▶ AVAILABLE DATA
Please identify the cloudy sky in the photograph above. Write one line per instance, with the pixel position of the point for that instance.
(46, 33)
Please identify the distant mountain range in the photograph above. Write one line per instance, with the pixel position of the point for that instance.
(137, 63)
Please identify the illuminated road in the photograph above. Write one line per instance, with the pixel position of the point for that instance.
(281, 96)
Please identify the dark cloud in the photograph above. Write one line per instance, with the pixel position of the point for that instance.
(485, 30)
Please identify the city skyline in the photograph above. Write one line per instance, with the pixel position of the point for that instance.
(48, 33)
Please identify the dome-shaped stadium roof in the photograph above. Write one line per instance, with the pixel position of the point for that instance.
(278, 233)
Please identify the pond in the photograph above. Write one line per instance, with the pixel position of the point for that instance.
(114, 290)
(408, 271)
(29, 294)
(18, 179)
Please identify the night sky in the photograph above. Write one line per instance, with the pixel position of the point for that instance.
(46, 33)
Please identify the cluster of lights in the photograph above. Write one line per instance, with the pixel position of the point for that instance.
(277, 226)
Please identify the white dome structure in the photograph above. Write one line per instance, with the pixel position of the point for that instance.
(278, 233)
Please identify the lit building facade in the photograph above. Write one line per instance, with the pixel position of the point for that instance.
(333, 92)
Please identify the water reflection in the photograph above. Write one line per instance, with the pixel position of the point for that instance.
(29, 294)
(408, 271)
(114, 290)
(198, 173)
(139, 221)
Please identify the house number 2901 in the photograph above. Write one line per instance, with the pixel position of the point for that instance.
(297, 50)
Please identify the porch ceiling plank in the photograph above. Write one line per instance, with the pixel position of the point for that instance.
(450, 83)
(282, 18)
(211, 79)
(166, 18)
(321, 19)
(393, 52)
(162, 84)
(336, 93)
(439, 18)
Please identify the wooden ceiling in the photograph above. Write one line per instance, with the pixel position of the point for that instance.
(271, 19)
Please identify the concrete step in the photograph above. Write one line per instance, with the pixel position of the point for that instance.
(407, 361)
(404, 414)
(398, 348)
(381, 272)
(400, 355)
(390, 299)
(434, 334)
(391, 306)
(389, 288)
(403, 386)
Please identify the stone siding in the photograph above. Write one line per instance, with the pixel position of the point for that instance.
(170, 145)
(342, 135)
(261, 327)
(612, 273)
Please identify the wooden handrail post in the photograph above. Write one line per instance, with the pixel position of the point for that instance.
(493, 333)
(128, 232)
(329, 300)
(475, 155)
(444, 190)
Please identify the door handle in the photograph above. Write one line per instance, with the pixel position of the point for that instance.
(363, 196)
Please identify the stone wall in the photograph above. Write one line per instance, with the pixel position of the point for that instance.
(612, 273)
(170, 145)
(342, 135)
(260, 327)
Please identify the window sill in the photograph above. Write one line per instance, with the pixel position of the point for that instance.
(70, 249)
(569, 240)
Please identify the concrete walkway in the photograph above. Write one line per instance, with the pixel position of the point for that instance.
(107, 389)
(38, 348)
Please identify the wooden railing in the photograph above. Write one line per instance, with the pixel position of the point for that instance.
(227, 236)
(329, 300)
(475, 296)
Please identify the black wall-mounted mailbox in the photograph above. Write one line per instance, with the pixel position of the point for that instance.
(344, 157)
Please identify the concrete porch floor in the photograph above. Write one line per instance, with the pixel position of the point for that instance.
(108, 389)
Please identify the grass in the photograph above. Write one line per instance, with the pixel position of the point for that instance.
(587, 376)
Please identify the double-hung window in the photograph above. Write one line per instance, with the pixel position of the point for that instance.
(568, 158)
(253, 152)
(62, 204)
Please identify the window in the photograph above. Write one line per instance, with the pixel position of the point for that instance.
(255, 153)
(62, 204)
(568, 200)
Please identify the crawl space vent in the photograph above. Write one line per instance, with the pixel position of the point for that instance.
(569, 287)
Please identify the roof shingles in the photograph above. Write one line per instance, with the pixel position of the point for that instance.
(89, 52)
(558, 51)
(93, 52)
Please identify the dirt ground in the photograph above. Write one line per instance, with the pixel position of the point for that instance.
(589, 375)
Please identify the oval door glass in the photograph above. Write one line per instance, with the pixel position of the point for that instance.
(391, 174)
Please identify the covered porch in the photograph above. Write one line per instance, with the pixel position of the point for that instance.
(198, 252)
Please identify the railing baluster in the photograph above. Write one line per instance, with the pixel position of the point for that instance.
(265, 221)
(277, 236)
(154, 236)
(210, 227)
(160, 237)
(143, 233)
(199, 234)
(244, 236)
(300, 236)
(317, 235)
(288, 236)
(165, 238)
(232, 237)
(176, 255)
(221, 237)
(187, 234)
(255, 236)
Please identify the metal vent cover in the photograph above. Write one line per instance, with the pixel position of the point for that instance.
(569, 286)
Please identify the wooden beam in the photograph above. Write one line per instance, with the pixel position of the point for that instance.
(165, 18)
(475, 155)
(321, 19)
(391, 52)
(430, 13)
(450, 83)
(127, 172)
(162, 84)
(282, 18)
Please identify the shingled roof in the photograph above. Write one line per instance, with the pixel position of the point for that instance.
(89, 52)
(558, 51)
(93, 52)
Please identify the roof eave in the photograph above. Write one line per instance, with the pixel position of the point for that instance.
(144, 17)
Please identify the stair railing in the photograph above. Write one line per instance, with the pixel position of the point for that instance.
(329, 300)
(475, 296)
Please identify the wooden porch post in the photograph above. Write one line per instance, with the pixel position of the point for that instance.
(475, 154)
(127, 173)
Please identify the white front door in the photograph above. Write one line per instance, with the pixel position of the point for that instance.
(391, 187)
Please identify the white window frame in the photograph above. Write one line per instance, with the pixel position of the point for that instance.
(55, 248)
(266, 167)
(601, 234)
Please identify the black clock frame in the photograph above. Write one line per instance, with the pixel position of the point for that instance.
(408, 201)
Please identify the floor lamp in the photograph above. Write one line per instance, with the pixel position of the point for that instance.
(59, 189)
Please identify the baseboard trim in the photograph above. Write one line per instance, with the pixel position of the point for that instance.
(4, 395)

▶ SET PROBLEM
Find the line containing "Please identify the white front". Reproduce it exactly, along with every line after it through the last.

▶ THE COMPLETED TASK
Please identify the white front door in the photograph above. Write one line per instance, with the pixel position of the point for that instance.
(391, 187)
Please identify the white window frame in the photograph above. Write one line per instance, with the pixel position of the point for that instance.
(55, 248)
(266, 167)
(601, 234)
Please identify the black clock frame in the photograph above. Write one line per instance, with the pixel position of the point for that instance.
(408, 201)
Please identify the floor lamp in the photograph above. Write one line per instance, with the pixel position of the point for that instance.
(59, 189)
Please identify the baseboard trim in the photograph above. Write one line per instance, with the pixel position of the point for that instance.
(4, 395)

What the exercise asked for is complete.